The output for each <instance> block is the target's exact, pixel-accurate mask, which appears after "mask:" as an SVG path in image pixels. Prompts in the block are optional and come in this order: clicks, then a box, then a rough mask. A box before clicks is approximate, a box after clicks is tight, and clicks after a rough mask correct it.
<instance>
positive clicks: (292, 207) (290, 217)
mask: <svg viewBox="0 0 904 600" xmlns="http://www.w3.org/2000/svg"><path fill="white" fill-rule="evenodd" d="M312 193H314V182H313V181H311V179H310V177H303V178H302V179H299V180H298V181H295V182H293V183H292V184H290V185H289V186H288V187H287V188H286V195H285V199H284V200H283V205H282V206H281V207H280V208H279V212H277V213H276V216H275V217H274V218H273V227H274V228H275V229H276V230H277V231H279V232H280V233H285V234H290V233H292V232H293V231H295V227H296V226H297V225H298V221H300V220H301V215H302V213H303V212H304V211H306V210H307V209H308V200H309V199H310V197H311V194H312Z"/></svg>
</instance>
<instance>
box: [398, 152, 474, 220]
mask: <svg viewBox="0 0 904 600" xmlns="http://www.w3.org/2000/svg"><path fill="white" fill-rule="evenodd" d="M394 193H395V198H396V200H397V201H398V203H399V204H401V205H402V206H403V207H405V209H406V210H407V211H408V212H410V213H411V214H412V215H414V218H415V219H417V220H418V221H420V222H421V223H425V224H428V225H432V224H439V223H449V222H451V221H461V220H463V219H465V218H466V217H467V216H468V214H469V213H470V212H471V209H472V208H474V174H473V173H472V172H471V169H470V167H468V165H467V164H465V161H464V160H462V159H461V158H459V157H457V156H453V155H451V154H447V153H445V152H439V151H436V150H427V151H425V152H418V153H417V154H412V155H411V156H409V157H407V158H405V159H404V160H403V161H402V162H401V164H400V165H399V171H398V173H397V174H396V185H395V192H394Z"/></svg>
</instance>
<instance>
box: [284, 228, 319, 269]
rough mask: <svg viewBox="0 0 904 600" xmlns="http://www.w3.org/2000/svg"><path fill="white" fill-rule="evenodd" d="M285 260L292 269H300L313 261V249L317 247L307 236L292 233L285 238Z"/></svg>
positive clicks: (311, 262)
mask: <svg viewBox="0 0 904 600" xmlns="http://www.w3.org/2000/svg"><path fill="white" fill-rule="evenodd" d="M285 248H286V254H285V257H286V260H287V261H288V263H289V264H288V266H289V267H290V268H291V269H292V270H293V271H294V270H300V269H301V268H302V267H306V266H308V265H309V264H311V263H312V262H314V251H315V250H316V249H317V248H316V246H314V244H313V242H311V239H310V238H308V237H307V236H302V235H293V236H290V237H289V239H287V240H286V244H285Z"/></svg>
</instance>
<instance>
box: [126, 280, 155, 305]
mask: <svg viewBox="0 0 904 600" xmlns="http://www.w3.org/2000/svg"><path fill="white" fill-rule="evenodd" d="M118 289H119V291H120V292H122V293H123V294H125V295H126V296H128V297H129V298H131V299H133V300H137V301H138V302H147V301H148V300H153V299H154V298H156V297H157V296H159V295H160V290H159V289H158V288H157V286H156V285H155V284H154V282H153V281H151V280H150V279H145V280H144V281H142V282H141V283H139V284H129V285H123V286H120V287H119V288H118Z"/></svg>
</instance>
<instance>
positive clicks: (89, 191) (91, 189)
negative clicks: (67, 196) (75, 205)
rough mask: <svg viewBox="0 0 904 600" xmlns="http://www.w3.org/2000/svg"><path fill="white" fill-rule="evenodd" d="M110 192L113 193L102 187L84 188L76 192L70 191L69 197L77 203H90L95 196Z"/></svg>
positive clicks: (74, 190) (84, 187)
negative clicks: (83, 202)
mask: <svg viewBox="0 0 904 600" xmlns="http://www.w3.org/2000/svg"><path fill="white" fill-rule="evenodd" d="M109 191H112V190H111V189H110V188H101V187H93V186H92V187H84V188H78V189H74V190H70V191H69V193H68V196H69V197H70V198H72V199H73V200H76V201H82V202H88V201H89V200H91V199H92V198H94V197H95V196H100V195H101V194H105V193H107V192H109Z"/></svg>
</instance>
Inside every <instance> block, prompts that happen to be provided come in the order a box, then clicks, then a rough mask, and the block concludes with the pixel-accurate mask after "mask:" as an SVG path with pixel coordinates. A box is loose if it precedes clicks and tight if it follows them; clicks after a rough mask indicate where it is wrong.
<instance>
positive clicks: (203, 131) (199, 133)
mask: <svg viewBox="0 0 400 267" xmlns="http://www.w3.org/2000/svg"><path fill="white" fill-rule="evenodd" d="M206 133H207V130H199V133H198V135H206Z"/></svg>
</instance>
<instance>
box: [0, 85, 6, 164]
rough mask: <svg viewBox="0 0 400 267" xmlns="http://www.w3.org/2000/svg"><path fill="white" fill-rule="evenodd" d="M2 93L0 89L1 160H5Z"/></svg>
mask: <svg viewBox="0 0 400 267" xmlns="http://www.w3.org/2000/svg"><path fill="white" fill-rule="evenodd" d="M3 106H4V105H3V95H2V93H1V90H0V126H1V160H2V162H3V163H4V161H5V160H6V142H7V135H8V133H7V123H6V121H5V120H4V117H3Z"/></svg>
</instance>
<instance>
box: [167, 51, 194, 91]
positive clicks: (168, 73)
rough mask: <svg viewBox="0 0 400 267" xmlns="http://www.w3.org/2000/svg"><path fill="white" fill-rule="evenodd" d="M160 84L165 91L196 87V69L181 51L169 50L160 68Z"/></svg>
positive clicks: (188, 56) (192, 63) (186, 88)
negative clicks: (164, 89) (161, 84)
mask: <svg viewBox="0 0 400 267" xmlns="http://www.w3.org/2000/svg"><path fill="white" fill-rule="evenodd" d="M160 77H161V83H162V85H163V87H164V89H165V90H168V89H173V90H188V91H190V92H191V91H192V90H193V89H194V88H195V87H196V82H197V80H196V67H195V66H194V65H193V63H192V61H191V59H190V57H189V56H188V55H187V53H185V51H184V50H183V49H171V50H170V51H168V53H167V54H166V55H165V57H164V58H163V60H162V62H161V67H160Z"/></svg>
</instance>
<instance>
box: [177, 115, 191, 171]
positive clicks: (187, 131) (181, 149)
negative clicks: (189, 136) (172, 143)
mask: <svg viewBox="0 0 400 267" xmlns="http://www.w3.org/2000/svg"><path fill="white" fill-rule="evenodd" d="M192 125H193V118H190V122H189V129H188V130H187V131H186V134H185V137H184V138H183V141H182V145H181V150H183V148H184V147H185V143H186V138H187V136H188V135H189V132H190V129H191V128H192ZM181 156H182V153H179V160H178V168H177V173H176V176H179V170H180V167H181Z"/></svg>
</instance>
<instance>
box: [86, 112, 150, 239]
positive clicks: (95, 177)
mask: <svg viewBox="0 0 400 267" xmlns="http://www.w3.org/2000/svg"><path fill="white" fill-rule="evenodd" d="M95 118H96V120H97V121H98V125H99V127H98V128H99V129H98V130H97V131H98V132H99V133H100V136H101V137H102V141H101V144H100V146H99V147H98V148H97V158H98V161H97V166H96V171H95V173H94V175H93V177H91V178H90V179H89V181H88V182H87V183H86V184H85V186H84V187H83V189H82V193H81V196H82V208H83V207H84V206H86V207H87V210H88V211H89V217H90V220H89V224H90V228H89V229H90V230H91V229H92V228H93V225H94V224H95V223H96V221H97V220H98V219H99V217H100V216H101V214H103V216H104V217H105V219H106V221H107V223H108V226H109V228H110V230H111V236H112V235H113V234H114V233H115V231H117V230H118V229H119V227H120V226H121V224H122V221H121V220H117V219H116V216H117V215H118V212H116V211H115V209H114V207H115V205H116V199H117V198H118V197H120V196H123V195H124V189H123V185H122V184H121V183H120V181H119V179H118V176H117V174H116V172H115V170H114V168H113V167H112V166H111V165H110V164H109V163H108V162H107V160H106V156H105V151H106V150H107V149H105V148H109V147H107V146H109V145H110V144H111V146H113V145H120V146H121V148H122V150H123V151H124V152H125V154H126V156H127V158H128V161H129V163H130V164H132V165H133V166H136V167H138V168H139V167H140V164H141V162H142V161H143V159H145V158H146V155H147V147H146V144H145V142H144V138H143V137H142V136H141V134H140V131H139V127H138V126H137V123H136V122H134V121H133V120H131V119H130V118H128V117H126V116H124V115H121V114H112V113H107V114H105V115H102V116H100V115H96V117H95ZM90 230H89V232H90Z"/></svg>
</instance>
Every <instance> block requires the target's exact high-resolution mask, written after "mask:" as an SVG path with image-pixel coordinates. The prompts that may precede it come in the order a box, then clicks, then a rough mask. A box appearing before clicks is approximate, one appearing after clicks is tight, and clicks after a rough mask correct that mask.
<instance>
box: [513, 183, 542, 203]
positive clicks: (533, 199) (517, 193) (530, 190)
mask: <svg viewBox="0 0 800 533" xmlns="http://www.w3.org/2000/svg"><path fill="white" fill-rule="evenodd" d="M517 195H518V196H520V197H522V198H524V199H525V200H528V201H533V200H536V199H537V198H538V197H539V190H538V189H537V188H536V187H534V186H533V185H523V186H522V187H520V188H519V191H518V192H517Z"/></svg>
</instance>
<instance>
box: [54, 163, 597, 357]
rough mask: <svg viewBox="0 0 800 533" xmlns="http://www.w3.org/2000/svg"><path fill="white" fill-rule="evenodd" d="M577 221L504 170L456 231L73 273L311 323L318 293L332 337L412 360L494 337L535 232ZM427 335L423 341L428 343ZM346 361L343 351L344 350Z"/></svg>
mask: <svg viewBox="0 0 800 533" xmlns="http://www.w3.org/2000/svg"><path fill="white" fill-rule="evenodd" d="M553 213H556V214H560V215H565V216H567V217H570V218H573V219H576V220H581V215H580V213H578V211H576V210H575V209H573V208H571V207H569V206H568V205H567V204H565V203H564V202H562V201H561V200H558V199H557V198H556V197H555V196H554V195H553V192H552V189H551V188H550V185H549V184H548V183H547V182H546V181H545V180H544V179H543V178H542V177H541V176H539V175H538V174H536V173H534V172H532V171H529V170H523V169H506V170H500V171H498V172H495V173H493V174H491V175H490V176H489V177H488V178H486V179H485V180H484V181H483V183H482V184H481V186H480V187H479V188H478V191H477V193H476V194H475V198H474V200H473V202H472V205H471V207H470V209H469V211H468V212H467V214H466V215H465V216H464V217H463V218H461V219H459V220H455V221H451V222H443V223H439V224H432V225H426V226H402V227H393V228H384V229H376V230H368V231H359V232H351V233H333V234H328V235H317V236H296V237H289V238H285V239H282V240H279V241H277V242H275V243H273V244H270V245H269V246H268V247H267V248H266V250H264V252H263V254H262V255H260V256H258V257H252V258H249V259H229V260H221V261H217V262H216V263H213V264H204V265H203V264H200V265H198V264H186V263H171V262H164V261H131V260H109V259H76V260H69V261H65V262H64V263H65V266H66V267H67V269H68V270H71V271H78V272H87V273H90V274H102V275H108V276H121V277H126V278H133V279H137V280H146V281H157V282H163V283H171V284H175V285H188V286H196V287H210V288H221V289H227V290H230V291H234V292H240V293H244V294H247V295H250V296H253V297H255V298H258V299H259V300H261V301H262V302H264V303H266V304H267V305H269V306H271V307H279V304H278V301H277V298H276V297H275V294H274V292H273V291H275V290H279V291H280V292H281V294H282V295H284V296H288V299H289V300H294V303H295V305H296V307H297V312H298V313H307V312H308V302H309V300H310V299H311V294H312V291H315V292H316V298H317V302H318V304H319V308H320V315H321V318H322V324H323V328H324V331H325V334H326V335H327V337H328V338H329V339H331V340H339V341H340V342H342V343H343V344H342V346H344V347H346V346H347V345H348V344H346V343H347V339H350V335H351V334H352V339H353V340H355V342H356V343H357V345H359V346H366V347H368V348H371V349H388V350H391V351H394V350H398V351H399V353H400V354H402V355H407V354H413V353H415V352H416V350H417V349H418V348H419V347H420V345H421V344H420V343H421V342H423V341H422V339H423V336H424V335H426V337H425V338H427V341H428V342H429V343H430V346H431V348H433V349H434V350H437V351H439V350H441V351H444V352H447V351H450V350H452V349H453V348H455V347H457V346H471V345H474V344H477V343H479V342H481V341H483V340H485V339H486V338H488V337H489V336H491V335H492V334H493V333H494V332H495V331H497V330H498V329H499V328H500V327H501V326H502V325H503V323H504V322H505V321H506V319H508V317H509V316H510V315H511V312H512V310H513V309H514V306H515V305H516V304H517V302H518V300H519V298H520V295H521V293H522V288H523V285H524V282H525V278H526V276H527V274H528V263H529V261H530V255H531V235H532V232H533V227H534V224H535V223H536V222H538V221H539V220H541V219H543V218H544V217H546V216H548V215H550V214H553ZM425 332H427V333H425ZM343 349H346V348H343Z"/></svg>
= = =
DESCRIPTION OF THE TASK »
Exact duplication is required for the lines above, from the line that contains "Inside every <instance>" to the line that contains "positive clicks: (168, 73)", inclusive; omit all others.

ANSWER SECTION »
Inside every <instance> block, prompts that happen to be provided come in the order a box, then clicks, then a rough mask, and the block concludes with the pixel-accurate mask after "mask:" as an SVG path with pixel coordinates. A box is loose if it precedes clicks and tight if it follows them; clicks after a rough mask indicate where it is wrong.
<instance>
positive clicks: (203, 131) (199, 133)
mask: <svg viewBox="0 0 400 267" xmlns="http://www.w3.org/2000/svg"><path fill="white" fill-rule="evenodd" d="M206 133H207V130H199V133H198V135H206Z"/></svg>
</instance>
<instance>
box: [0, 85, 6, 164]
rough mask: <svg viewBox="0 0 400 267" xmlns="http://www.w3.org/2000/svg"><path fill="white" fill-rule="evenodd" d="M2 93L0 89L1 160H5Z"/></svg>
mask: <svg viewBox="0 0 400 267" xmlns="http://www.w3.org/2000/svg"><path fill="white" fill-rule="evenodd" d="M3 106H4V105H3V95H2V93H1V90H0V126H1V160H2V162H3V163H4V161H5V160H6V142H7V135H8V133H7V123H6V121H5V120H4V117H3Z"/></svg>
</instance>
<instance>
box: [167, 51, 194, 91]
positive clicks: (168, 73)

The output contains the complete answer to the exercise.